Answer the following from the forum thread below:
(a) Which company hosts the mirror that Matty contacted?
(b) Which pkg versions does getopt say have a networking bug?
(c) In what city is the second EU mirror located?

• **Reading text**
▽
Maybe they took it down to fix it?


----------



## Matty (Apr 2, 2020)

I have contacted the company that hosts the mirror (Bytemark) and they said they will look into it.

I'll keep you posted about the progres


----------



## rootbert (Apr 2, 2020)

same here ... seems like their infrastructure needs some more care because it's not the most stable one in recent times ... https://forums.freebsd.org/threads/download-freebsd-org-down.73276/


----------



## SirDice (Apr 2, 2020)

Note:


> We use MaxMind GeoLite based geo-dns to choose a close mirror for you.
> 
> *IMPORTANT: We do NOT guarantee uptime of any particular mirror.* We provide SRV fallbacks for redundancy.


http://pkg.freebsd.org


----------



## Matty (Apr 2, 2020)

Btw I got an update:


Thank you for reporting this issue, looking at the routing it appears to be correctly hitting one of their devices before getting stuck.
I'm afraid that whilst we provide these machines to the FreeBSD Project we don't manage them.

I will contact them and inform them there's an issue.

Thanks,



Mark Egan-Fuller*Bytemark Platform Team*


----------



## Matty (Apr 2, 2020)

SirDice said:


> Note:
> 
> http://pkg.freebsd.org


I know but lets be real. It is offline for some time now, no status update, no ones seems to be working on it. 
Either open up the easy of how to create pkg mirros or make sure they are running.

Or better get each region at least 2 mirrors for fail-safe


----------



## Matty (Apr 2, 2020)

Final response:



*
 Mark Egan-Fuller*
Staff - 02/04/2020 4:40 PM
Hi Matthias,

We've had a response from FreeBSD:

* The mirror was turned off as it was having technical issues
* People should not be using this mirror directly and should instead
be using the GeoDNS routing provided by pkg.freebsd.org.
* It is currently back online but it may be turned off again at any moment.
* Direct connections to this mirror are not supported at this time.


Regards,


So this sheds some light. Would be great to have a status site where we can check for such issues instead of keep left in the dark


----------



## xtaz (Apr 3, 2020)

This would explain why this morning when i ran pkg upgrade it took several minutes to download files rather than several seconds if they've switched it back on again? Is it still in the DNS pool?


----------



## rootbert (Apr 3, 2020)

I don't know, but I have always used pkg.freebsd.org but experienced the same problem, downloading has really been slow the last months.


----------



## getopt (Apr 3, 2020)

Be sure that you use latest pkg-1.14.2 because 1.14.0 and 1.14.1 have a networking bug: https://bugs.freebsd.org/bugzilla/show_bug.cgi?id=245292

Possibly `pkg-static bootstrap -f` is needed to force a re-installation of pkg.


----------



## rootbert (Apr 3, 2020)

I am not yet on current, still not adventurous enough ;-) so I have pkg-1.13.2 installed


----------



## SirDice (Apr 3, 2020)

rootbert said:


> I am not yet on current, still not adventurous enough


Ports and packages have nothing to do with the FreeBSD version. All versions of FreeBSD use the exact same ports tree.


----------



## marantz (Apr 13, 2020)

this has nothing to do with pkg networking issue, you can just browse this site manually and download, its painfully slow (from sweden). This server needs to get fixed


----------



## rootbert (Apr 13, 2020)

SirDice said:


> Ports and packages have nothing to do with the FreeBSD version. All versions of FreeBSD use the exact same ports tree.



ok ... since I do daily updates and did not get the new pkg version I exaggerated that new pkg versions might land in -current before with some kind of build flag.


----------



## Matty (Apr 21, 2020)

Good news. EU got a 2nd mirror in Amsterdam:


			pkg0.pkt.FreeBSD.org


----------
△
• **Raw data**
▽
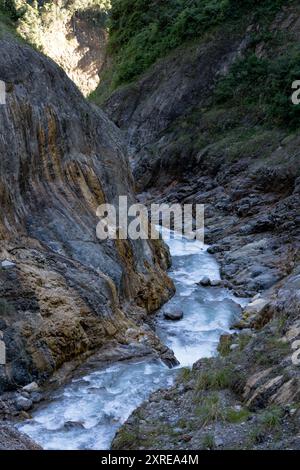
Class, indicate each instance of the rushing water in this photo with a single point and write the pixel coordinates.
(86, 413)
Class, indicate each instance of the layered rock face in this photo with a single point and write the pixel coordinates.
(74, 39)
(186, 150)
(63, 292)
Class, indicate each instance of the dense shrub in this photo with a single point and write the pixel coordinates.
(265, 85)
(141, 31)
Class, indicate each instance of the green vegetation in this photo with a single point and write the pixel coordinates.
(236, 416)
(215, 379)
(208, 441)
(210, 410)
(271, 95)
(142, 31)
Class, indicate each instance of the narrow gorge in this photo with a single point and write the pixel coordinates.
(189, 103)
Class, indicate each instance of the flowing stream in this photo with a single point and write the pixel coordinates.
(87, 412)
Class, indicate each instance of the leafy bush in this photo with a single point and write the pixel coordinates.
(271, 95)
(141, 31)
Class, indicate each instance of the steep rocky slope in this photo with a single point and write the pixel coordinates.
(71, 32)
(64, 293)
(188, 147)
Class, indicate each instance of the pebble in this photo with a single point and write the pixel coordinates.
(23, 404)
(6, 264)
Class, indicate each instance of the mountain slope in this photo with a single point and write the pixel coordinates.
(62, 297)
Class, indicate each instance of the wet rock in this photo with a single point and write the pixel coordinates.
(6, 264)
(73, 425)
(23, 404)
(175, 315)
(205, 282)
(11, 439)
(32, 387)
(36, 397)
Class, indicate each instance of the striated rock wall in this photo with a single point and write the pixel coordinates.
(63, 294)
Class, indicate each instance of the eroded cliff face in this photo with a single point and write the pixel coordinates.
(75, 39)
(64, 293)
(187, 150)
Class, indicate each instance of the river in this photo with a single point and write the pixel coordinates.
△
• **Answer to this problem**
(a) Bytemark
(b) 1.14.0 and 1.14.1
(c) Amsterdam